## Aim
Reproduce the material below word for word, starting with its first line and ending with the line containing "Query: bush".

Entries from a point annotation set:
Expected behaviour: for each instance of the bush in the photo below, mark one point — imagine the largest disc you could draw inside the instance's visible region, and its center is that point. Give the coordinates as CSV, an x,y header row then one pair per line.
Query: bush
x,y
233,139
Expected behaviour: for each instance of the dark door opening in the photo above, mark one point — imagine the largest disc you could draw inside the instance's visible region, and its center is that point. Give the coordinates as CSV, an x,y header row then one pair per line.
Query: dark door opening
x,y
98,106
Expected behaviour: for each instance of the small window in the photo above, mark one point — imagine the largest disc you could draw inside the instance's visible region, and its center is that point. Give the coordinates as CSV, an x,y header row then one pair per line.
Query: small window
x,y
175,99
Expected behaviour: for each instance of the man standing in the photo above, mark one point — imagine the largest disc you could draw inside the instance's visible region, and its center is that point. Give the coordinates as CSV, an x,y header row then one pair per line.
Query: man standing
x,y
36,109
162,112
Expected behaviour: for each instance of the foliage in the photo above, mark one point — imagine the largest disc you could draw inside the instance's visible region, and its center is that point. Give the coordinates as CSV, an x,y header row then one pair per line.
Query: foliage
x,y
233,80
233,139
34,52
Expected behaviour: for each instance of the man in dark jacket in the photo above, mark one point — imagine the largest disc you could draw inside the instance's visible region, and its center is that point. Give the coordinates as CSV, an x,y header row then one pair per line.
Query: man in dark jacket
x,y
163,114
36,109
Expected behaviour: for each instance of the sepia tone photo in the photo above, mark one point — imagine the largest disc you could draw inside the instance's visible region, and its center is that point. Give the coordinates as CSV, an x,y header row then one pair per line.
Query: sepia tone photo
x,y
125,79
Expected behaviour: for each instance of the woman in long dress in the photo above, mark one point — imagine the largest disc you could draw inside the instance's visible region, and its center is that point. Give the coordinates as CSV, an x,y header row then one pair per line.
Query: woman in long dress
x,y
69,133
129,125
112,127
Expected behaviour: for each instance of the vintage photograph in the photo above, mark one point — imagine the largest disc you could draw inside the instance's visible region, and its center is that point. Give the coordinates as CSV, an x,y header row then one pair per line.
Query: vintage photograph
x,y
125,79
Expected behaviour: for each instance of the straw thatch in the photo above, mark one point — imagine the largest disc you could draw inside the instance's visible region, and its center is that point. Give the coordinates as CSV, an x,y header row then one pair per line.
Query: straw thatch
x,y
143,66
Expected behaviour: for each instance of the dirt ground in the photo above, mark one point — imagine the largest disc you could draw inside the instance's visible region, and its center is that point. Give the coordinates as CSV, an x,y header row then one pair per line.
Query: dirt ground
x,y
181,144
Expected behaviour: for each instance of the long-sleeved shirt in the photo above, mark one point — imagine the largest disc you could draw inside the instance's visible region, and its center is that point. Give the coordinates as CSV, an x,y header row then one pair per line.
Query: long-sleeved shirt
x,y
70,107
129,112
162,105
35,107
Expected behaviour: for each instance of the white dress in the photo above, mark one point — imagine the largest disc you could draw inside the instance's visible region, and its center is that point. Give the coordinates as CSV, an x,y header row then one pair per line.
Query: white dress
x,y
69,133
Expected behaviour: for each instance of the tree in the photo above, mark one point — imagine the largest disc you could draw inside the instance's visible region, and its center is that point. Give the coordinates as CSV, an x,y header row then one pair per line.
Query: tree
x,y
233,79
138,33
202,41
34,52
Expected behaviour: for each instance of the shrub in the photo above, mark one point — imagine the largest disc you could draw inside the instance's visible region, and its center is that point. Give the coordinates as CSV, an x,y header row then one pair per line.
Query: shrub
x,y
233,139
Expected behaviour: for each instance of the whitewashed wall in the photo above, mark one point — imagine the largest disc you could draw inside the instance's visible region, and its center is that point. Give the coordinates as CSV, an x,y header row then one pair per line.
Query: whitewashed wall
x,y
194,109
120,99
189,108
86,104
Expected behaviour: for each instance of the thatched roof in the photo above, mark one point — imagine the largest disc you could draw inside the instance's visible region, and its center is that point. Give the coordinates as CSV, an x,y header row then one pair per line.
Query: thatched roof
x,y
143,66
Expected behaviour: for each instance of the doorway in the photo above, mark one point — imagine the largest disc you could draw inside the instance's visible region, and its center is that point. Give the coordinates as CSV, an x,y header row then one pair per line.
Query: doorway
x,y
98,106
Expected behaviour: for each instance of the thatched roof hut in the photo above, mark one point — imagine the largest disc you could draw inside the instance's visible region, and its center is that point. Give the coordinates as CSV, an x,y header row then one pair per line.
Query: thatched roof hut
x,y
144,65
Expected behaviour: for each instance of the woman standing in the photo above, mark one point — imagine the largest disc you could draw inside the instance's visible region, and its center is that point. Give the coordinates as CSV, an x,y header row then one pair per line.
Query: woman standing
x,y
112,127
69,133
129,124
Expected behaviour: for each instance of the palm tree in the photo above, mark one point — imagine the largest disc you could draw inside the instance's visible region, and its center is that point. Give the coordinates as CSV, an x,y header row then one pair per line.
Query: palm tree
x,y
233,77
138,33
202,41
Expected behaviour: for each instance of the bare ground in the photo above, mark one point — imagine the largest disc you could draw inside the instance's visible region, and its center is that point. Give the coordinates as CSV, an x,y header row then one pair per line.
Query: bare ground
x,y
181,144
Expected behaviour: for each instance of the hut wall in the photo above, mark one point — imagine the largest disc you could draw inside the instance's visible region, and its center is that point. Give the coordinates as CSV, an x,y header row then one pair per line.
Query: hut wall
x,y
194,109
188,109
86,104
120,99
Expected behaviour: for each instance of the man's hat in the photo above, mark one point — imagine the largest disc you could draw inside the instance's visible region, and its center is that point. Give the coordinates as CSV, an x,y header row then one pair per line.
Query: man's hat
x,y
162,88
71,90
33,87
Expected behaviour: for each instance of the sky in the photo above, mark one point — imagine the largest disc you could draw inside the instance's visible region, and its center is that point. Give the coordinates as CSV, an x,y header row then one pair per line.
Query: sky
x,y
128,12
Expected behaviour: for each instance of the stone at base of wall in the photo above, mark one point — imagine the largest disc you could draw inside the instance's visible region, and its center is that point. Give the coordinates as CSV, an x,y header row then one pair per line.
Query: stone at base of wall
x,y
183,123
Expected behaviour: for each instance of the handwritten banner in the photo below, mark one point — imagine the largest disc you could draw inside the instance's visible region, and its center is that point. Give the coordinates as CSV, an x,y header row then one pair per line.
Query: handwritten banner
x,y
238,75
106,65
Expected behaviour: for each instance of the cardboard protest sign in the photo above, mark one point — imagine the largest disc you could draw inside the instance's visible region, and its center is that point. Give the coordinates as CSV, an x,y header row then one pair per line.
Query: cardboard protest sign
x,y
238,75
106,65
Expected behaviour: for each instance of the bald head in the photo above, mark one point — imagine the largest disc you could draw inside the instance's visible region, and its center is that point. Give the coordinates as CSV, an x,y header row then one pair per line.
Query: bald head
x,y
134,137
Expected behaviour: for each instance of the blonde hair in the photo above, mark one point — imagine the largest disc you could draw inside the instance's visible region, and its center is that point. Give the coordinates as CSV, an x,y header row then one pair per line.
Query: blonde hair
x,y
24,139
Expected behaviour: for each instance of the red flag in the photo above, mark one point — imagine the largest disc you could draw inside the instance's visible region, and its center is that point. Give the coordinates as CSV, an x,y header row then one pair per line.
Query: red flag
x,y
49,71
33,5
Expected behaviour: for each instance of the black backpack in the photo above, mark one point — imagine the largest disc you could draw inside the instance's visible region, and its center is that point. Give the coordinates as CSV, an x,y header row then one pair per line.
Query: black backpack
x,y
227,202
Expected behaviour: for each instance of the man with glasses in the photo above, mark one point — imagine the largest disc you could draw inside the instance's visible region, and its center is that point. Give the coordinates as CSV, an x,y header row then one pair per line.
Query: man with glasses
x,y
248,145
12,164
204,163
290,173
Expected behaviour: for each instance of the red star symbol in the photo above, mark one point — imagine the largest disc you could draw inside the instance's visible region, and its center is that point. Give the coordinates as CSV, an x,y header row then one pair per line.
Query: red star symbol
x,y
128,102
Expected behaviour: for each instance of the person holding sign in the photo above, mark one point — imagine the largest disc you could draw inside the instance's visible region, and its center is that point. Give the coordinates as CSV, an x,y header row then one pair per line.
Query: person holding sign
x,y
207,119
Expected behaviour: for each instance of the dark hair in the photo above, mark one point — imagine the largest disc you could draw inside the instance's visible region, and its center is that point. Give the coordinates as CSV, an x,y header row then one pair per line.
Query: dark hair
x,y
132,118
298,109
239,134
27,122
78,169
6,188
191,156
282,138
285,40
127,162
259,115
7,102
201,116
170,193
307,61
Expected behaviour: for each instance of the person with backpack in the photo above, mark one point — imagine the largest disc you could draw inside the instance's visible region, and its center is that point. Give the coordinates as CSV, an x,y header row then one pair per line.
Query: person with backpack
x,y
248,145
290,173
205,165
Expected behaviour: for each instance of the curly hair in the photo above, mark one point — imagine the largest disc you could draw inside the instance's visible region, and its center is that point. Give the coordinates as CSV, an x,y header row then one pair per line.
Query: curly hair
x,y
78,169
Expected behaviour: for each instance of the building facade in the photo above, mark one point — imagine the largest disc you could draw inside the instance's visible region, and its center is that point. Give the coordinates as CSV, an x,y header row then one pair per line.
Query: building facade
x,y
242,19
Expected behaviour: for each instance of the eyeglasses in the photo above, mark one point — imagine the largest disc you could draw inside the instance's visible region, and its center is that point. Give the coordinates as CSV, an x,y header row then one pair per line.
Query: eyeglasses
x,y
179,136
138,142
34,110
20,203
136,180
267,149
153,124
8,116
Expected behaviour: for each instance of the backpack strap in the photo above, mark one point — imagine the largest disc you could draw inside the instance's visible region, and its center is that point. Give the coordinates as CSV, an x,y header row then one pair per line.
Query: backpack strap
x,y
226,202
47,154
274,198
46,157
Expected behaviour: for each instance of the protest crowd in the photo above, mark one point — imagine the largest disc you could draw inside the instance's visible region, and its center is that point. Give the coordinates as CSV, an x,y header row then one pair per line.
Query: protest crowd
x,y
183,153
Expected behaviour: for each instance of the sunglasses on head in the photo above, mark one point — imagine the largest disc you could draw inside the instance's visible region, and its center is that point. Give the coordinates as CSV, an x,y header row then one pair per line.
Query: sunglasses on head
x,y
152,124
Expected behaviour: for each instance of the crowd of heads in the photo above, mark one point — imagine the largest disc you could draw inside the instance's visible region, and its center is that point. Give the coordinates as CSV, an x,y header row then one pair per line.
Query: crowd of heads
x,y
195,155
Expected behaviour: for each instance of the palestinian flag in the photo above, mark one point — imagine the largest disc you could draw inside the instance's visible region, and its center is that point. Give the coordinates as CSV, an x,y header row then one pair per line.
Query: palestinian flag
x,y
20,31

## Task solution
Expected behaviour: for each instance of the bush in the photo below, mark one point — imagine the largest disc you could draw inside the instance's visible region, and its center is that point. Give the coordinates as CSV, an x,y header row then one pair per line.
Query: bush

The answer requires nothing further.